SELECTED EXCERPT:
╔══

There are, however, some issues that need to be addressed:

• It is good that the researchers have supplied a copy of their questionnaire. Because their questionnaire was a modified version of a known tool, however, they should describe what modifications were made, and why they were made.

• The paper says that the questionnaire was “sent electronically”, but this is too little detail. Was it sent by email? Was it taken online, if so, how? How were the data secured and stored, software used, etc.? I recommend that the authors consult the AMEE Guide to ethics in medical education scholarship and its appendix checklist ( for more details of what needs to be disclosed. (Disclaimer: I am the author of that Guide). (I see that there is some further information given in the Ethics statement, but this needs to be included in the paper itself. Particularly, as it appears that the form was emailed, details about how the students’ identity was protected, not merely from others, but from the researchers).

• The themes shown in the paper need to be laid out in a more standard and more accessible manner. For example, it is difficult for a reader to see how “High majority in every year disagreed with the statement “psychiatry is one of the less useful specialities in medicine” is a theme developed in answering the open-ended question/s. So,
o If any themes (or inferences) were developed from the Likert-scale questions, or the associated comments, they should be shown separately.
o If any themes were developed from the final open-ended question, then these need to be identified properly as themes, and then supported by a few (at least two) quotations from the data.

Without this, it is really difficult to see how these themes were derived.

• The paper's title is rather misleading. The title “Repositioning Psychiatry in Medical School Curricula: a study of medical students’ attitudes” implies that this is a study of medical students’ attitudes towards repositioning psychiatry in the curriculum, either before or after it has been done. The paper, however, does not deal with that: as is stated in the Introduction, the study “explores University of Glasgow medical students’ attitudes towards psychiatry as a speciality and their perceptions of exposure to, and experience of, psychiatry in the curricula” – the resultant possibility of moving psychiatry is posited by the authors as a possible solution to some of the problems identified, but there is no evaluation of this proposition, and the students are not asked about this. As a result, I would recommend that the authors change the title to something that more accurately describes the research, something like “A study of medical students’ attitudes to psychiatry at University of Glasgow Medical School”, because, in essence, that what it is.

• MI should be written out in full the first time it is used.

I look forward to a Version 2 of this paper in which these issues are addressed.

╚══

PROBLEM 1: Repeat the passage of the review from "o If any themes were" to "from the data.", word for word.
PROBLEM 2: List every question the review poses about how the questionnaire was sent.
Draw only on the review above.

SOURCE MATERIAL:
╔══

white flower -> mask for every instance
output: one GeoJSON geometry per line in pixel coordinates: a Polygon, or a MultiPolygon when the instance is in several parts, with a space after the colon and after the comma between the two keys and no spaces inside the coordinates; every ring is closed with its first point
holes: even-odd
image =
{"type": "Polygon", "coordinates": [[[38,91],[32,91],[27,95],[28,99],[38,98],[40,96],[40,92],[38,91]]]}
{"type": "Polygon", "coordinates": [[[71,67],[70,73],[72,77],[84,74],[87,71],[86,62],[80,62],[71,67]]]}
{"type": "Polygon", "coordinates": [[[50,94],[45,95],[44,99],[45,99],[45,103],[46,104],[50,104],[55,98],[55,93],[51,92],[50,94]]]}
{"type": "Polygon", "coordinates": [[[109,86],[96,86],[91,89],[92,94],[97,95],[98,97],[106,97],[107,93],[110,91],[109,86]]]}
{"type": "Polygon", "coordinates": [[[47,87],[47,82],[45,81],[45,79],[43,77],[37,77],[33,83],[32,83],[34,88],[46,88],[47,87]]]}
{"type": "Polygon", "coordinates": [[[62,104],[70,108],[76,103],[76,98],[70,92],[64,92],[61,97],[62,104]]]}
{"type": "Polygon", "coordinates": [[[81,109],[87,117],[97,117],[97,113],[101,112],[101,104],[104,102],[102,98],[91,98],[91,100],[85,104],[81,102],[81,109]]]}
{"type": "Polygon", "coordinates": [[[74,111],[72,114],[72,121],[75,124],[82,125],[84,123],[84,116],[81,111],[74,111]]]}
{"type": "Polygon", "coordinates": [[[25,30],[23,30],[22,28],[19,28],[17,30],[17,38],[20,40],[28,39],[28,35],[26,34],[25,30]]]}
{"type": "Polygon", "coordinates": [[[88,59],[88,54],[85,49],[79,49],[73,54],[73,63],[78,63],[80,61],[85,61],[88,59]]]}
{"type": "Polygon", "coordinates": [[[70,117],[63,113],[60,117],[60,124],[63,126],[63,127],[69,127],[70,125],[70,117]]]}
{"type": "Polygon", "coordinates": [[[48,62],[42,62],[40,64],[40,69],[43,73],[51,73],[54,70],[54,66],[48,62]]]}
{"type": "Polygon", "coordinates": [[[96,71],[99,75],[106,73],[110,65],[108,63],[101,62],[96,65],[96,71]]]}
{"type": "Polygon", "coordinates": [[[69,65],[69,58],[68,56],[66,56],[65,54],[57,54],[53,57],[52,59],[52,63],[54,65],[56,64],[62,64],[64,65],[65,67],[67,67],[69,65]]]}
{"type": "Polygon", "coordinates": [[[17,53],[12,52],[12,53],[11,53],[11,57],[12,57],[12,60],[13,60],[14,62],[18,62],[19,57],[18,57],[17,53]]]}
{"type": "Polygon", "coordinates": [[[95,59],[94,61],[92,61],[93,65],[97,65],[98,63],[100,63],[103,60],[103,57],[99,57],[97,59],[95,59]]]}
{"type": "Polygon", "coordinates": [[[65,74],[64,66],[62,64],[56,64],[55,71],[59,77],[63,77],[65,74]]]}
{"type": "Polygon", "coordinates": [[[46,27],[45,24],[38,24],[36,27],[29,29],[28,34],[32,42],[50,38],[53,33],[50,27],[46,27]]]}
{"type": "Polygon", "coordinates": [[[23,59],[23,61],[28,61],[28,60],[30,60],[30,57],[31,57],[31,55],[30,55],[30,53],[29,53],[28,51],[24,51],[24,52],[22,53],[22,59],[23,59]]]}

╚══

ANSWER SPACE 1:
o If any themes were developed from the final open-ended question, then these need to be identified properly as themes, and then supported by a few (at least two) quotations from the data.

ANSWER SPACE 2:
- Was it sent by email?
- Was it taken online, if so, how?
- How were the data secured and stored, software used, etc.?